--- Article ---
---+---
# GA Arms Ammo



## SCDieselDawg (Dec 21, 2015)

Anybody hunt with their ammo? I bought some for my .454, .44 and .41 magnums.  Looked like good quality stuff. Haven't had the chance to shoot any yet.  Plan on sighting in my SRH with the 300 gr .454s and take care of a few hogs after the first of the year.


----------



## Bam Bam (Dec 22, 2015)

Ga. Arms "Deer Stoppers" in 44 mag 240 JHP is my main Ammo I shoot in my Taurus 8 3/8 inch Revolver and my Marlin 1894, I've Popped a Deer and a Hog or two with them! No Complaints with their Ammo, I've got and used their 308 win, 44 mag & 9mm ammo!


----------



## gregj (Dec 22, 2015)

I've  used several of their calibers  mostly for target shooting.  Never had any failures to fire  or feed.  Fairly
accurate  too.


----------



## SCDieselDawg (Dec 22, 2015)

I hope they preform good. You can't find .44 or .41 ammo for that cheap anywhere else. I was contemplating selling my .41 due to the lack of ammo availability.  But if these deer stoppers shout well I'll keep it.
---+---
--- Stored data ---
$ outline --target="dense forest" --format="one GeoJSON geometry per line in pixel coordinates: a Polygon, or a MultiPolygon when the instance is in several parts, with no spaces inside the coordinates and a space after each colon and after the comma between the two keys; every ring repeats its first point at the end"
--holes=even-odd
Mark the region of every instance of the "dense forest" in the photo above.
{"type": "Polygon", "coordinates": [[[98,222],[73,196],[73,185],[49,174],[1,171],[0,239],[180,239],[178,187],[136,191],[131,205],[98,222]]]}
---+---
--- Short exercise 1 ---
In the GA Arms ammo thread, what bullet weight does SCDieselDawg plan to use when sighting in the SRH?
--- Short exercise 2 ---
Reproduce the passage of the GA Arms ammo thread starting at "## gregj (Dec" and ending at "I'll keep it.".

--- Task output 1 ---
300 gr (.454)

--- Task output 2 ---
## gregj (Dec 22, 2015)

I've  used several of their calibers  mostly for target shooting.  Never had any failures to fire  or feed.  Fairly
accurate  too.


----------



## SCDieselDawg (Dec 22, 2015)

I hope they preform good. You can't find .44 or .41 ammo for that cheap anywhere else. I was contemplating selling my .41 due to the lack of ammo availability.  But if these deer stoppers shout well I'll keep it.